▶ Actions to take
a - Which claims from Johann Tetzel's preaching does the outline on Luther and indulgences list?
b - Does the outline on Luther and indulgences support each of these statements?
(i) The Fifth Lateran Council closed in March 1517 after accomplishing substantial reform.
(ii) The University of Wittenberg's endowment came from money from relics.
(iii) Duke Frederick owned more than 20,000 relics.
Answer yes or no for each, and quote the words from the outline that decide it.

C. Wittenberg was a major center for relics.

1. Duke Frederick, Elector of Saxony, had nearly 18,000 relics including a twig from the burning bush and a tear Jesus shed while weeping over Jerusalem!

2. Money from relics provided the endowment for the University of Wittenberg where Luther taught.

3. Pilgrims traveled to Wittenberg to earn indulgences which would cancel out 1,902,202 years in purgatory. (quoted in Sproul, Faith Alone, 60).

 

D. Many had been calling for the reform of the church well before Luther.  In fact, the Fifth Lateran Council was called in 1512 for this purpose but it was closed in March of 1517 without any substantial reform work accomplished.

 

E. Several months after the closing of the Fifth Lateran Council, Martin Luther nailed his Ninety-Five Theses on the door of Wittenberg.

1. Luther’s theses seem to have been in response to the church’s failure to reform.

2. Luther’s theses were nailed on All Saints’ Day (10/31/1517) when pilgrims were going to Wittenberg for indulgences.

3. Luther’s theses were nailed in the context of Johann Tetzel’s preaching which was more pompous than a modern day televangelist asking for money. 

a. indulgences make the sinner “cleaner than when coming out of baptism.”

b. indulgences make the sinner “cleaner than Adam before the Fall.”

c. “the cross of the seller of indulgences has as much power as the cross of Christ.” 

d. “Listen to the voices of your dear dead relatives and friends beseeching you and saying, ‘Pity us, pity us.  We are in dire torment from which you can redeem us for a pittance.’”

e. “as soon as the coin in the coffer rings, the soul from purgatory springs”

f. Tetzel was so unpopular he had to hide in the Dominican convent at Leipzig for fear of popular violence.  It was in this convent, during Luther’s debate in the city with Johann Eck on the subject of indulgences, that he died” (Who's Who p.667).

 

F. Several of Luther’s 95 theses had to do with indulgences (including the first two):

1. Thesis 1: “Our Lord and Master Jesus Christ, when He said Poenitentiam agite, willed that the whole life of believers should be repentance.”

2. Thesis 2: “This word cannot be understood to mean sacramental penance, i.e., confession and satisfaction, which is administered by the priests.”

▶ Stored data
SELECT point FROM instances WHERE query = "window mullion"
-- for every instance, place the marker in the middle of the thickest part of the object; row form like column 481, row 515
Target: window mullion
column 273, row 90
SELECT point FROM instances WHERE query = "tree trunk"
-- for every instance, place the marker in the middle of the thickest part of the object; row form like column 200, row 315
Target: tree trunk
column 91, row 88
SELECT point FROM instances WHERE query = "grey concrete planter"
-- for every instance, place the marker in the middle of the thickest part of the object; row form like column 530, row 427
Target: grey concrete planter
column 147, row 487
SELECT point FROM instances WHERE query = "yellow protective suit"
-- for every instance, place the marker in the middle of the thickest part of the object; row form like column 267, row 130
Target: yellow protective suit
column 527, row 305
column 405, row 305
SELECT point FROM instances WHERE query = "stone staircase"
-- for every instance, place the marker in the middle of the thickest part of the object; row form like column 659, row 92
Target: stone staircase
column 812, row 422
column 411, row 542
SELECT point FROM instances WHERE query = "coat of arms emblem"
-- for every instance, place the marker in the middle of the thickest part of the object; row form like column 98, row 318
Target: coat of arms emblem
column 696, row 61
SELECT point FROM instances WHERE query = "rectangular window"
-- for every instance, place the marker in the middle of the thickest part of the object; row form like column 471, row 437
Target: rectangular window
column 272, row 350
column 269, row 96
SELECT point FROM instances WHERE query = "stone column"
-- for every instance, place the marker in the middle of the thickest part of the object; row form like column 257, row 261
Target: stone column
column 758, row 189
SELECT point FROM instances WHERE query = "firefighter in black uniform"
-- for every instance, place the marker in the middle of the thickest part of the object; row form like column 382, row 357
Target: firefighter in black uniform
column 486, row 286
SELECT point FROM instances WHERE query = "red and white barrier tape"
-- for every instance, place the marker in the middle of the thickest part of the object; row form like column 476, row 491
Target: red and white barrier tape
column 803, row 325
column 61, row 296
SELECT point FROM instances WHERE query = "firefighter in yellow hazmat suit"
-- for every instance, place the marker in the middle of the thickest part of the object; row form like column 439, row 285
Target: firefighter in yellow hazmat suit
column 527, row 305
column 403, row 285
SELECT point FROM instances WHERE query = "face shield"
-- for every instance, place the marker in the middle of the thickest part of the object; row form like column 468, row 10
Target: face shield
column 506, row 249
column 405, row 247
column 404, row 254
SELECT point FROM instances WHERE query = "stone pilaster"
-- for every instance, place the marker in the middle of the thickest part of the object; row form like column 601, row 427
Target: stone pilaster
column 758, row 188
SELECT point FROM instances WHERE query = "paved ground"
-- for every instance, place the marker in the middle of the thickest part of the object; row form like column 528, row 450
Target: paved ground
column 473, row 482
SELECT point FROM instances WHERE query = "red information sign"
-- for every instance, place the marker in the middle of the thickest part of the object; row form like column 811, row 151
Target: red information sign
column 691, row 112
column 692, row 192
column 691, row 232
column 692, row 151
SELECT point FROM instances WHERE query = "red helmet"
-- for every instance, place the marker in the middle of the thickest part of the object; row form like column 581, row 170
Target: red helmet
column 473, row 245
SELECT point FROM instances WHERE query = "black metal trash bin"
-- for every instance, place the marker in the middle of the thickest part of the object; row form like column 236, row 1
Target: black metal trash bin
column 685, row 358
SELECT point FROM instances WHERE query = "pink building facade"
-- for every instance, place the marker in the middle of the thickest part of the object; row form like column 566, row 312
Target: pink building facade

▶ Answers to each task
a -
- Indulgences make the sinner "cleaner than when coming out of baptism."
- Indulgences make the sinner "cleaner than Adam before the Fall."
- "the cross of the seller of indulgences has as much power as the cross of Christ."
- "Listen to the voices of your dear dead relatives and friends beseeching you and saying, 'Pity us, pity us. We are in dire torment from which you can redeem us for a pittance.'"
- "as soon as the coin in the coffer rings, the soul from purgatory springs"

b -
(i) No: "it was closed in March of 1517 without any substantial reform work accomplished."
(ii) Yes: "Money from relics provided the endowment for the University of Wittenberg where Luther taught."
(iii) No: "had nearly 18,000 relics"